═══ RECORDS FOR PROCESSING ═══

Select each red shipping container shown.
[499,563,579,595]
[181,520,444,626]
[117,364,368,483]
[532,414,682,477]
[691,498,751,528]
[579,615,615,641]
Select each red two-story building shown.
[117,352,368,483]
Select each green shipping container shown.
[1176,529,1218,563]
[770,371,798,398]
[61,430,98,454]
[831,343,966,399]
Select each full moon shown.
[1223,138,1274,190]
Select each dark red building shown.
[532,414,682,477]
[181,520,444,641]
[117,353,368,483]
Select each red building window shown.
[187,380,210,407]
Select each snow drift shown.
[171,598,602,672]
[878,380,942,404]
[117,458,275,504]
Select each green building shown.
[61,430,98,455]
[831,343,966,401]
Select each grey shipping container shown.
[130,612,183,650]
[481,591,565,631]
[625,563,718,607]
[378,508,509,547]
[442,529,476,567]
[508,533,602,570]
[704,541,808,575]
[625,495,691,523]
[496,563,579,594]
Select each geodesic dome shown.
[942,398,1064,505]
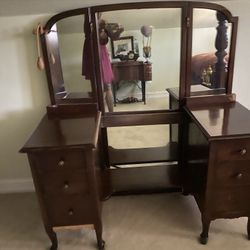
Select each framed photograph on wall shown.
[111,36,134,58]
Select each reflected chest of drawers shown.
[21,113,104,249]
[183,103,250,244]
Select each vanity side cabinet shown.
[183,103,250,244]
[25,148,102,249]
[21,113,104,250]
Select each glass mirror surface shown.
[107,124,178,168]
[99,8,181,112]
[190,8,232,96]
[56,15,92,102]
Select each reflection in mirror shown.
[191,9,232,95]
[99,8,181,112]
[55,15,91,102]
[108,124,178,167]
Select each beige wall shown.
[0,1,250,191]
[0,16,49,181]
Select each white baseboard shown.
[0,179,35,194]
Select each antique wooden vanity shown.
[21,1,250,249]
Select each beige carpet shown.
[0,193,250,250]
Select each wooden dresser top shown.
[20,113,101,153]
[186,102,250,138]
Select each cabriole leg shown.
[247,217,250,240]
[94,224,105,250]
[45,227,58,250]
[200,217,210,245]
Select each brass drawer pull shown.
[63,181,69,190]
[240,148,247,155]
[236,173,243,180]
[68,209,74,216]
[58,160,65,167]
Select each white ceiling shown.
[0,0,235,16]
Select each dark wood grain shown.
[104,165,181,194]
[109,142,178,166]
[186,102,250,138]
[20,113,100,152]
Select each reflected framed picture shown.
[111,36,134,58]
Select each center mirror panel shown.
[191,8,232,96]
[53,15,92,103]
[98,8,181,112]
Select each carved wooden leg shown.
[45,227,58,250]
[200,216,211,245]
[247,217,250,240]
[94,224,105,250]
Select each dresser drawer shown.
[213,160,250,186]
[32,150,86,173]
[215,139,250,162]
[41,169,89,196]
[210,187,250,216]
[46,195,96,226]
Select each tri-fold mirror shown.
[43,2,236,112]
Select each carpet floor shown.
[0,193,250,250]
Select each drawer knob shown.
[63,181,69,189]
[68,209,74,216]
[58,160,65,167]
[236,173,243,180]
[240,148,247,155]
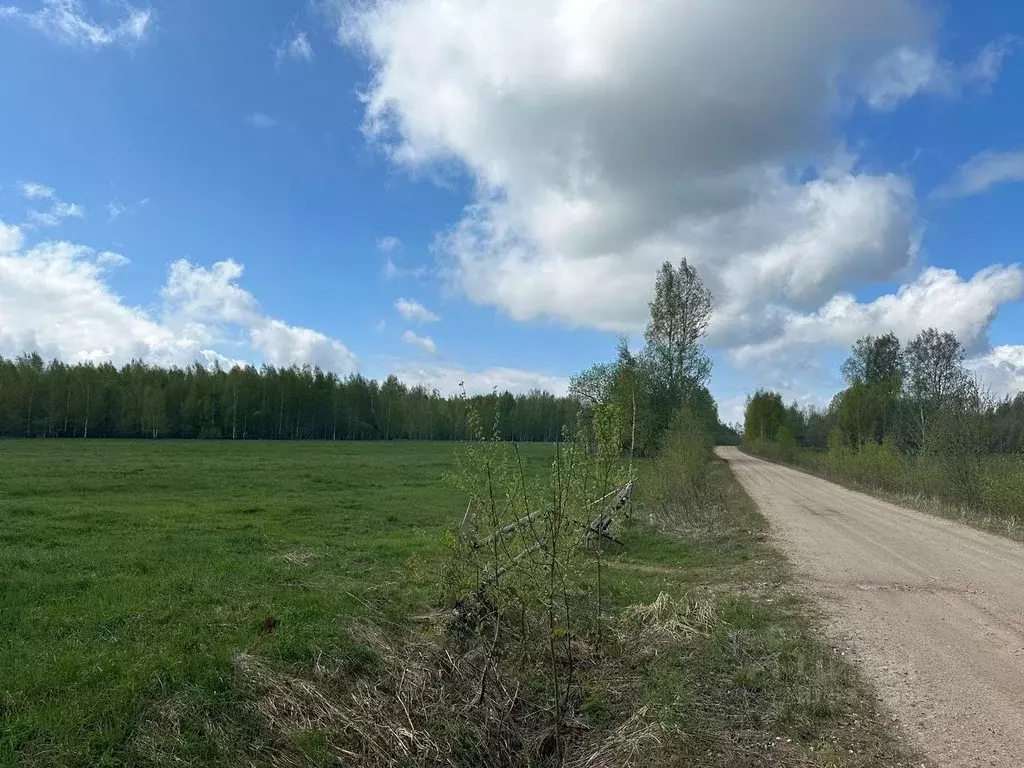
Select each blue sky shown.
[0,0,1024,418]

═══

Can you give the listing above again with "shipping container" replaced by "cargo container" wherever it occurs and everything else left unchanged? Omit the pictures.

Select each red cargo container shown.
[499,563,579,595]
[181,520,444,626]
[117,364,368,483]
[532,414,682,477]
[691,498,751,528]
[579,615,615,641]
Select each red two-story building shown.
[117,352,368,483]
Select each green cargo container shown.
[1176,529,1218,563]
[770,371,798,398]
[61,430,98,454]
[831,343,966,399]
Select each full moon shown.
[1223,138,1274,190]
Select each dark red building shown.
[532,414,682,477]
[181,520,444,641]
[117,353,368,483]
Select each red building window shown.
[187,380,210,407]
Select each snow drift shown.
[171,598,602,672]
[878,380,942,404]
[117,458,275,504]
Select each green building shown.
[61,430,98,455]
[831,343,966,401]
Select each grey cargo container shown.
[130,612,183,650]
[481,591,565,631]
[625,563,718,607]
[378,508,509,547]
[442,529,476,567]
[508,533,602,570]
[704,541,808,575]
[625,495,691,523]
[496,563,579,594]
Select each geodesic dome shown.
[942,398,1064,505]
Select each framed photograph on wall shown.
[111,36,134,58]
Select each reflected chest of drawers shown.
[21,113,104,249]
[183,103,250,244]
Select each vanity side cabinet shown.
[183,103,250,244]
[25,148,102,249]
[21,113,104,250]
Select each glass mirror surface shown.
[107,124,178,168]
[99,8,181,112]
[190,8,232,96]
[56,15,92,102]
Select each reflection in mirror shown.
[191,9,232,95]
[99,8,181,112]
[55,15,91,102]
[108,124,178,167]
Select each beige wall shown.
[0,1,250,191]
[0,16,49,181]
Select each white baseboard shown.
[0,179,35,194]
Select each antique wooden vanity shown.
[21,1,250,249]
Select each beige carpet shown.
[0,193,250,250]
Select each wooden dresser top shown.
[20,113,101,153]
[186,102,250,138]
Select each cabriole leg shown.
[247,217,250,240]
[94,224,105,250]
[45,227,58,250]
[200,217,210,245]
Select each brass drawer pull shown.
[63,181,69,190]
[240,148,247,155]
[236,173,243,180]
[68,209,74,216]
[58,160,65,167]
Select each white ceiling shown.
[0,0,235,16]
Select each dark wood grain shown.
[104,165,181,194]
[109,142,178,166]
[186,102,250,138]
[20,113,100,152]
Select each reflected framed picture shown.
[111,36,134,58]
Select each center mirror panel shown.
[191,8,232,96]
[53,15,92,103]
[98,8,181,112]
Select each carved wooden leg shown.
[45,227,58,250]
[200,216,211,245]
[247,217,250,240]
[94,224,105,250]
Select each dresser drawer shown.
[213,160,250,186]
[32,150,86,173]
[215,139,250,162]
[41,169,89,196]
[210,187,250,216]
[46,195,96,226]
Select each tri-fold mirror shown.
[43,2,236,112]
Select each carpet floor shown.
[0,193,250,250]
Select each drawer knob shown.
[63,181,69,189]
[68,209,74,216]
[58,160,65,167]
[236,173,243,180]
[240,148,247,155]
Select each blue sky shown.
[0,0,1024,418]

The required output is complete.